** Text excerpt **
-=-=-

By Emelie Rutherford

House lawmakers are moving toward requiring the Pentagon more often to secure the rights to technical designs underlying weapon systems developed by contractors.

A new defense-acquisition-reform bill, approved yesterday by a House panel and pegged for a House vote next week, calls for the Pentagon to increase its acquisition of technical-data rights to support the long-term sustainment of weapon systems.

Rep. Gene Taylor (D-Miss.) said he wants to go further and require the Pentagon obtain such data for Navy and Marine Corps systems, to allow contractors to compete to build follow-on copies of other companies’ platforms.

Taylor, chairman of the Seapower and Expeditionary Forces subcommittee of the House Armed Services Committee (HASC), said he will try to add such a legislative mandate to the fiscal year 2011 defense authorization bill when the full committee finalizes it next month. He would target systems under his panel’s jurisdiction, such as the Navy’s Littoral Combat Ship and the alternate engine for the multi-service F-35 Joint Strike Fighter.

-=-=-

** Record excerpts **
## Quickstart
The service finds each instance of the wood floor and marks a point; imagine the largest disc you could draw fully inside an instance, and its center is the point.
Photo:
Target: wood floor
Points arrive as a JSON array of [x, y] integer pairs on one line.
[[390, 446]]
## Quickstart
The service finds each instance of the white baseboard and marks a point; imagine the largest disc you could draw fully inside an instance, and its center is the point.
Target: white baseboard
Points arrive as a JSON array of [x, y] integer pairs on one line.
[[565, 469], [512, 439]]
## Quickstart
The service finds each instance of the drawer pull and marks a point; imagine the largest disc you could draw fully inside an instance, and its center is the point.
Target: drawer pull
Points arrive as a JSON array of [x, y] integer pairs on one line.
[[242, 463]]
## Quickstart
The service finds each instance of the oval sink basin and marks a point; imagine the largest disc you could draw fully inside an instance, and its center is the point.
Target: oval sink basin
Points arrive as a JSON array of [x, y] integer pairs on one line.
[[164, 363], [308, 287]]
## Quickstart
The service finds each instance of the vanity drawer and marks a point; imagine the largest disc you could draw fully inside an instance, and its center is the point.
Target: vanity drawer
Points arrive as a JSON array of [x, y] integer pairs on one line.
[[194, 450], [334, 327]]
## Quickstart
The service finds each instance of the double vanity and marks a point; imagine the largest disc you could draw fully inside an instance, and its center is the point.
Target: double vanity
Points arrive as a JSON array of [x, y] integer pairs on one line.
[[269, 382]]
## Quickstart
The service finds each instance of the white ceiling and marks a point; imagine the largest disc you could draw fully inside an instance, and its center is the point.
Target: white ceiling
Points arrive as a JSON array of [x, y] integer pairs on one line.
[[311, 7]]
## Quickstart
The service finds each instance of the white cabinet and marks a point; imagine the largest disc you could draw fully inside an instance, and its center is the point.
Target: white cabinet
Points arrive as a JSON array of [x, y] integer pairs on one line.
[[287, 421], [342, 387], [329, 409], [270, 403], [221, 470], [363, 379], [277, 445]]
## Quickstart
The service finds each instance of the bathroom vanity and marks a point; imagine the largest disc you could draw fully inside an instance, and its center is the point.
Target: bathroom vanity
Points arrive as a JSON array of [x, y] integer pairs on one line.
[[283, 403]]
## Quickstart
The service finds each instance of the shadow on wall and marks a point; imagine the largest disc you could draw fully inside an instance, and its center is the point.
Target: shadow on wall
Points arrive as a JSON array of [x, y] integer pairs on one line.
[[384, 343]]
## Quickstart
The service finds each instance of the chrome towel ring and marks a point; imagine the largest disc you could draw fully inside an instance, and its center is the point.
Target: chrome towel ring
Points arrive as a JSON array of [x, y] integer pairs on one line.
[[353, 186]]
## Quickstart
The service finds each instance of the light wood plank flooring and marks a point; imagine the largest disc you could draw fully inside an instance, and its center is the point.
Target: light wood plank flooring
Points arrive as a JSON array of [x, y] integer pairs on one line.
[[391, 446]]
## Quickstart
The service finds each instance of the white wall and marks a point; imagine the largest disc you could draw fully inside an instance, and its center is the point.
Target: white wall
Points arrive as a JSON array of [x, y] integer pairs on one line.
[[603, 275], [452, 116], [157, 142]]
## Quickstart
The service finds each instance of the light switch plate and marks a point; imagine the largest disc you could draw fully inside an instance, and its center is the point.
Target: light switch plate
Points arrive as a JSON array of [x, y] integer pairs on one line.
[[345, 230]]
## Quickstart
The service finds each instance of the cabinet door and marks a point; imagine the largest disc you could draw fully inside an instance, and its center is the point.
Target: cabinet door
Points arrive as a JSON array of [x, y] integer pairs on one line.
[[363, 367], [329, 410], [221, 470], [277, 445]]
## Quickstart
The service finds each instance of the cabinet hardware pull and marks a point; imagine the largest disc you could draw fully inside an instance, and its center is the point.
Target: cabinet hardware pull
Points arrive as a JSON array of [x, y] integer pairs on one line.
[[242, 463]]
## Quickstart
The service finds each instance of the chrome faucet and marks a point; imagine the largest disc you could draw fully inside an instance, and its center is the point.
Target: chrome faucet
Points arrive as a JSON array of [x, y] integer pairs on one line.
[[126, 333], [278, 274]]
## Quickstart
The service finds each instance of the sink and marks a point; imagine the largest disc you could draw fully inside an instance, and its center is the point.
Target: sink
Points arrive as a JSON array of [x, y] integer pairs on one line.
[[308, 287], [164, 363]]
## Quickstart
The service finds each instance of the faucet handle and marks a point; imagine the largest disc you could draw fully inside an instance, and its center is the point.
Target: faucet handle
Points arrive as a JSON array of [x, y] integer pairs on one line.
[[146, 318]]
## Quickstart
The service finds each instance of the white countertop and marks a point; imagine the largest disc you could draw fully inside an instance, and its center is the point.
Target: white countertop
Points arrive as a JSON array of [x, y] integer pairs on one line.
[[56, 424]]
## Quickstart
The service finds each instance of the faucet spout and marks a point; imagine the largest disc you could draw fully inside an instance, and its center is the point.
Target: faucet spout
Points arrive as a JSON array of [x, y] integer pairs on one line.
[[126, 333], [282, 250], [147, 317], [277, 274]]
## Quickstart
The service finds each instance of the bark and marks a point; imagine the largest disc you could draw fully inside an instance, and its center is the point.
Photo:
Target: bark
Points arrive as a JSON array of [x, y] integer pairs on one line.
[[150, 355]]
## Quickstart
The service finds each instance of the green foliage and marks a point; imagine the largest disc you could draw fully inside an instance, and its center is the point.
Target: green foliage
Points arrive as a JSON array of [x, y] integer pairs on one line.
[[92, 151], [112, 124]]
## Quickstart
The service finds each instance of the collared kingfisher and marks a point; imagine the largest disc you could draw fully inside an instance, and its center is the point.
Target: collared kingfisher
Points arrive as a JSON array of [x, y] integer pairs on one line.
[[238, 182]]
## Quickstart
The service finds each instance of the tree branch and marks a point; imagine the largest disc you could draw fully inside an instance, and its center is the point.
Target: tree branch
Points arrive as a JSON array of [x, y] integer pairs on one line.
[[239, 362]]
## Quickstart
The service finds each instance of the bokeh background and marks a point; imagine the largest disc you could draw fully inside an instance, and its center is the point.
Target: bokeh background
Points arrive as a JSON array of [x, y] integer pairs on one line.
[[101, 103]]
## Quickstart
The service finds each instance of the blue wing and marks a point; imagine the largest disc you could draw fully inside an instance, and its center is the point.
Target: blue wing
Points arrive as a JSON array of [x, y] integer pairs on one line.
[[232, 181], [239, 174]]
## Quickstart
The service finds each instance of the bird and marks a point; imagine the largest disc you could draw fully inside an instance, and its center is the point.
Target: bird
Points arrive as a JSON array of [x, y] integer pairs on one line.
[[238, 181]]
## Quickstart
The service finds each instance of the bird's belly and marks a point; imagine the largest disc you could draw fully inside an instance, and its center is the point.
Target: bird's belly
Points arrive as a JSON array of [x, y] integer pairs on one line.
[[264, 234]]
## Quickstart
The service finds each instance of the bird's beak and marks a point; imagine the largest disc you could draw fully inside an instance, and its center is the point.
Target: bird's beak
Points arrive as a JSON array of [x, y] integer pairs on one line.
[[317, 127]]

-=-=-

** Set of tasks **
A – In the news article on Pentagon technical-data rights, which subcommittee does Rep. Gene Taylor chair?
B – Please write the next part of the news article on Pentagon technical-data rights, picking up after its final sentence.
The entries are separate material with no connection to the news article on Pentagon technical-data rights.

** Answers per task **
A – The Seapower and Expeditionary Forces subcommittee of the House Armed Services Committee.

B –
“I think we ought to own the technical data package,” Taylor told Defense Daily. “We paid for the development costs, and it just makes sense in a world where you are literally one dirty bomb away from a factory, a sole-source supplier, being out of business. We ought to have those specs to take to a second vendor in an emergency to get things that this nation needs. And, quite honestly, I think it will create a more competitive situation for everybody.”

The full HASC marked up and approved yesterday the Implementing Management for Performance and Related Reforms to Obtain Value in Every (IMPROVE) Acquisition Act of 2010. The bill is intended to address the 80 percent of defense acquisitions not targeted by the Weapon Systems Acquisition Reform Act of 2009, which was approved last year and focuses on large weapon-system procurements.

The HASC added the provision regarding buying technical data rights to aid with systems’ sustainment to the reform bill yesterday via an amendment from Rep. Jim Marshall (D- Ga.).

Marshall said his amendment is focused on helping the Pentagon gain the technical data packages to help with systems’ sustainment, not necessarily to help increase competition of the platforms when they’re being purchased.

“But it’s reasonable to think that there might be instances where acquisition of data rights and other assets during the process of actually acquiring these things over a period of years is sensible, because it winds up saving costs through competition,” Marshall told Defense Daily.

The full House is expected to take up the new reform bill next week. HASC Chairman Ike Skelton (D-Mo.) also plans to fold the legislation in the FY ’11 defense authorization bill, in an attempt to ensure the reform measure is addressed by the Senate.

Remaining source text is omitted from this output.